The response must contain every line from the records below that has "puddle".

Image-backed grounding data
▼

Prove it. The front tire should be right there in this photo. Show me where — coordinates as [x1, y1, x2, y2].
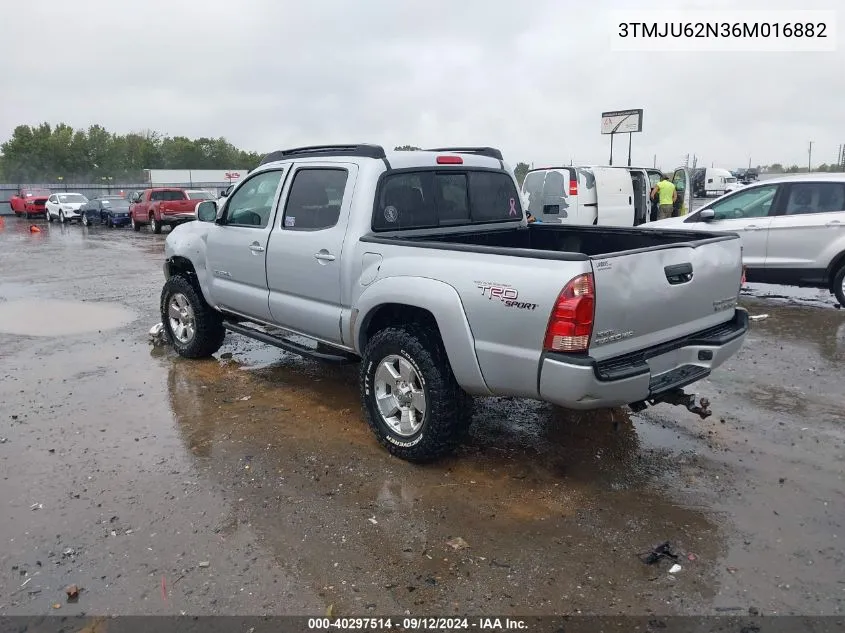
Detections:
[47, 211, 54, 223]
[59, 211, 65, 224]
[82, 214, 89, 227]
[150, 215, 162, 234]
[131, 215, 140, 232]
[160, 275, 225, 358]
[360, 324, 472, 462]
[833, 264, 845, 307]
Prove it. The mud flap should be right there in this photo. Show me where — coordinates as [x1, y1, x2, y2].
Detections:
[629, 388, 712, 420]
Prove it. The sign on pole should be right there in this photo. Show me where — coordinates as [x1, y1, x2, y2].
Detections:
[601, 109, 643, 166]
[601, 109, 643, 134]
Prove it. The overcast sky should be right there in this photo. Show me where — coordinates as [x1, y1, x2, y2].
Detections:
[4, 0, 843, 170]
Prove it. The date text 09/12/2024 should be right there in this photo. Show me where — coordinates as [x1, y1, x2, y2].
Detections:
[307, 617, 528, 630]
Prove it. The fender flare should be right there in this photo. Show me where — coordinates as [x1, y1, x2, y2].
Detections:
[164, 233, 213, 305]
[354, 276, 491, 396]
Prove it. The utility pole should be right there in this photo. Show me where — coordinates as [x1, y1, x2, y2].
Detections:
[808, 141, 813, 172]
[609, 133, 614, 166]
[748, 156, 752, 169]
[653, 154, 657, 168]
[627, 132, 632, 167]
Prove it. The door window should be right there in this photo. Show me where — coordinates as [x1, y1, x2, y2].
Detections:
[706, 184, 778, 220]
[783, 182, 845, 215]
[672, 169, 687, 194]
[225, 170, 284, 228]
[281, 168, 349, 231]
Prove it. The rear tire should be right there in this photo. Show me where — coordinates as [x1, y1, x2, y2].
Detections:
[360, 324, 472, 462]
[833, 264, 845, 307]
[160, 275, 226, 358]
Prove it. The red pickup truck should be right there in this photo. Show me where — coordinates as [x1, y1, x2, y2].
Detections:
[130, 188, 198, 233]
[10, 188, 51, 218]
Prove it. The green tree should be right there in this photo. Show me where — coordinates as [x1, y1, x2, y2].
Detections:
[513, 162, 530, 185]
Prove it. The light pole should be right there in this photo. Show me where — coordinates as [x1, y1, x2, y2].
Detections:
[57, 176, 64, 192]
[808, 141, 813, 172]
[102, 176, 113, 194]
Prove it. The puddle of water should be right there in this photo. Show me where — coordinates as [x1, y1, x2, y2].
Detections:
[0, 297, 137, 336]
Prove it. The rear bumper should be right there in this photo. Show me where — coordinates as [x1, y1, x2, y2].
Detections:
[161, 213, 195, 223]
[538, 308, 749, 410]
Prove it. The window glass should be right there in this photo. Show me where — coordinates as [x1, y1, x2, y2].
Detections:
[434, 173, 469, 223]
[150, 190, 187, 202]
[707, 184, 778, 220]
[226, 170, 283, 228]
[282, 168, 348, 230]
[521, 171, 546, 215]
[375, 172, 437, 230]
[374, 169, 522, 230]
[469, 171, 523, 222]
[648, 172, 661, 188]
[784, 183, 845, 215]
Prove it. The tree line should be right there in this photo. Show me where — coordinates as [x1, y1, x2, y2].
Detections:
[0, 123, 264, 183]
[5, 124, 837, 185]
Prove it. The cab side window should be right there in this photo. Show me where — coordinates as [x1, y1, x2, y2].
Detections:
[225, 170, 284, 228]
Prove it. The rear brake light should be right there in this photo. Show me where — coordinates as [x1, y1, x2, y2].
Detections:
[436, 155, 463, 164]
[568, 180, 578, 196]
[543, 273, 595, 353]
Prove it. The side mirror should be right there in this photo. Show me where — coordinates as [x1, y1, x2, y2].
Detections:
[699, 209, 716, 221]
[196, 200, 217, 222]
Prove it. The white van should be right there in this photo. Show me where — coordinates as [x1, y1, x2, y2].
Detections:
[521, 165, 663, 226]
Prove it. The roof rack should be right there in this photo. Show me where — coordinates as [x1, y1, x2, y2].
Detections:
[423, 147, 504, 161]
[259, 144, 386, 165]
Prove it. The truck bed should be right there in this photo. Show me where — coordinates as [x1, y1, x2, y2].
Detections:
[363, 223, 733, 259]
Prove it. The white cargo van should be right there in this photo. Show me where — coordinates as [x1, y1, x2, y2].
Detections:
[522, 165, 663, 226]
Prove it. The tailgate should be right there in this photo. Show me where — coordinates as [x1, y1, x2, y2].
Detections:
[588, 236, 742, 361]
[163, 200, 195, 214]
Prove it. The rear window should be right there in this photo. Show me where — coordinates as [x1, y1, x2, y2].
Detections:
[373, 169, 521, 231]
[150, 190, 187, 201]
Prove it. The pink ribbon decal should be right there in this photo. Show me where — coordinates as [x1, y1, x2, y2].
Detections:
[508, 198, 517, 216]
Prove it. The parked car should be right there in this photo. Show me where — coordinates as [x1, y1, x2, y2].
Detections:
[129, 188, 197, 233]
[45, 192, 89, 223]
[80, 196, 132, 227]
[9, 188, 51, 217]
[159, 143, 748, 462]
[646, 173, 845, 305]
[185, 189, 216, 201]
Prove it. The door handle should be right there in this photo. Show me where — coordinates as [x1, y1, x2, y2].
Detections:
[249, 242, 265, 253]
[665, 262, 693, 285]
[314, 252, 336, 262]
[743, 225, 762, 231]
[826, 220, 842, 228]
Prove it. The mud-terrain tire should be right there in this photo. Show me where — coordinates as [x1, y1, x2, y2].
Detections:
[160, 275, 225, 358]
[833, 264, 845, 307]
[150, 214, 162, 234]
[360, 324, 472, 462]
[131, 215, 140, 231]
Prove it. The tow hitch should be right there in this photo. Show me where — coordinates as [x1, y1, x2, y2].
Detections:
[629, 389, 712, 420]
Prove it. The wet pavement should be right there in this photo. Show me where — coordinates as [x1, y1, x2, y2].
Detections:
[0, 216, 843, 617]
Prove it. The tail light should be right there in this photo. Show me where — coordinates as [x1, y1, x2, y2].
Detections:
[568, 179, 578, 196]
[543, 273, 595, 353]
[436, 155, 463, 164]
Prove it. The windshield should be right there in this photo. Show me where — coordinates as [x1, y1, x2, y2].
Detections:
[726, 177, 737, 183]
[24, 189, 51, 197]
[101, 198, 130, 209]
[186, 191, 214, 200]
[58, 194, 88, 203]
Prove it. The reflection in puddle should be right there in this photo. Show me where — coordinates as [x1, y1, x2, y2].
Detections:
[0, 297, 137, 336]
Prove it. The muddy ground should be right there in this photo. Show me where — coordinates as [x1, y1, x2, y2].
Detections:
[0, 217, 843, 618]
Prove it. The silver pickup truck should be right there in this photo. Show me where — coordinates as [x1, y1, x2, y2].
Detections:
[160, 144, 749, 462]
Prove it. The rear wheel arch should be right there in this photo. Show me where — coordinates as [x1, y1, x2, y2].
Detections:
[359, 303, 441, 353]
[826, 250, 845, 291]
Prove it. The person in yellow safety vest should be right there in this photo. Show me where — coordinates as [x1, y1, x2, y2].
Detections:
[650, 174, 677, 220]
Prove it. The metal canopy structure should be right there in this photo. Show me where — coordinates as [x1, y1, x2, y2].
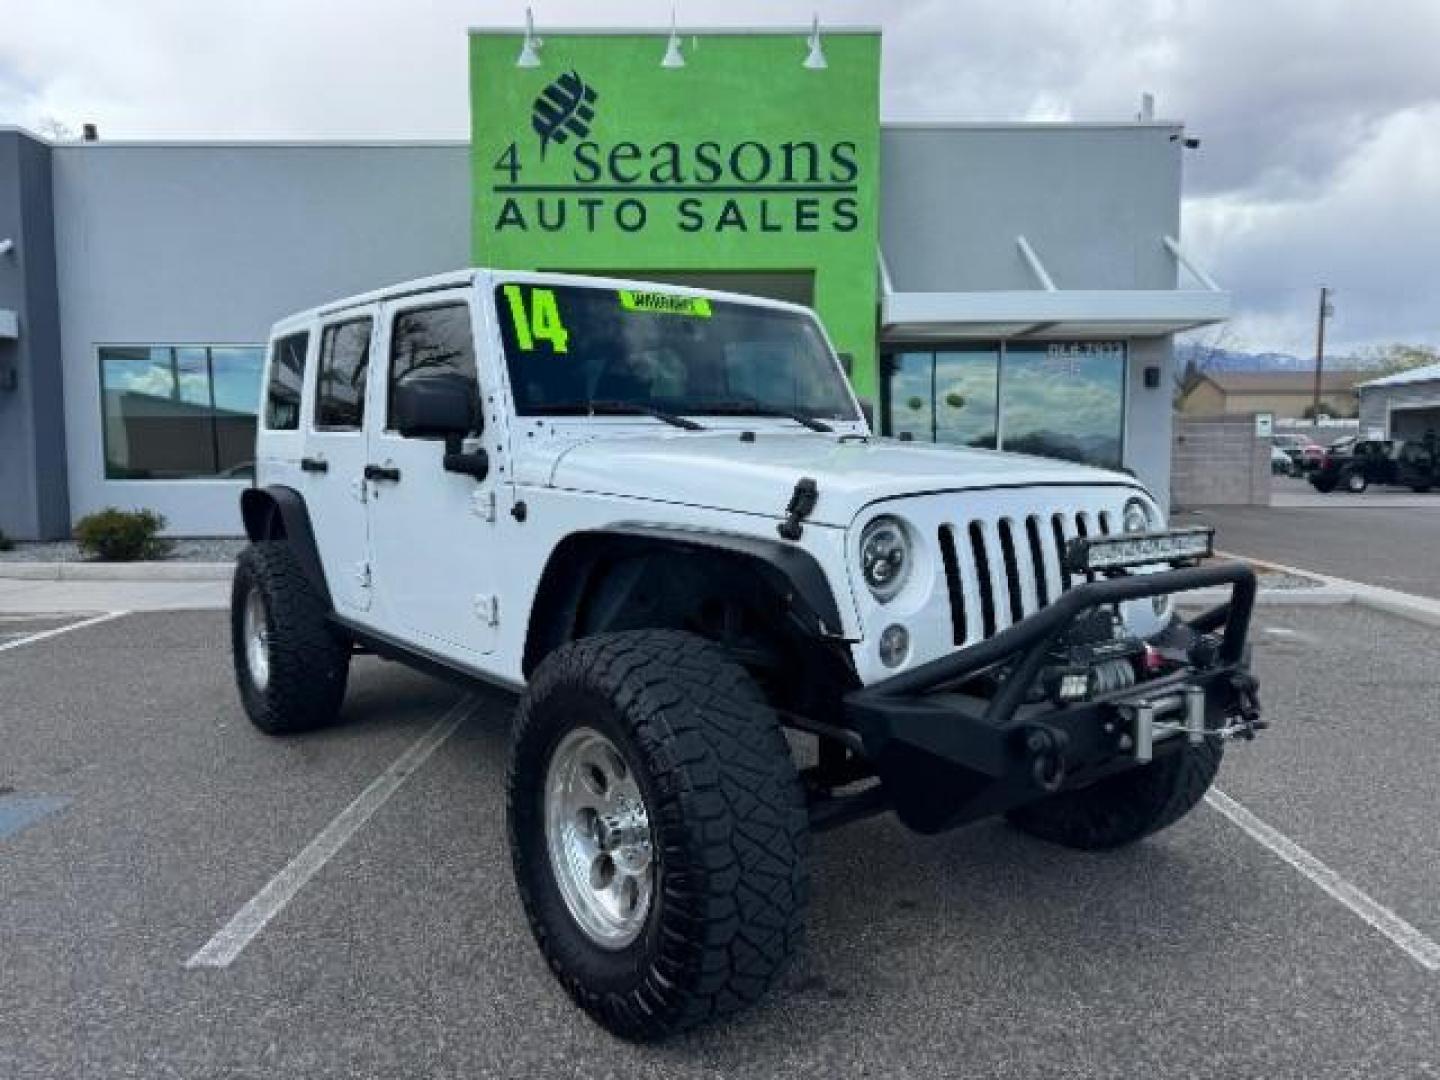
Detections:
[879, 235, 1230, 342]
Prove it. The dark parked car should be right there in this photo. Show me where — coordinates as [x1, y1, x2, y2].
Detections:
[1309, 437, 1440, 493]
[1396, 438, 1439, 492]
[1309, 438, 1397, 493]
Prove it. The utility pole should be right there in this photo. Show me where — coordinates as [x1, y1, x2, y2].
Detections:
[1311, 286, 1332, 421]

▲

- _Answer section_
Prove it. The puddle of water should be right there in this photo. Show me where — coordinates as [x1, y1, x2, y2].
Prove it. The reflection in puddle should be right there in this photo. Show me where — coordinates as [x1, y1, x2, y2].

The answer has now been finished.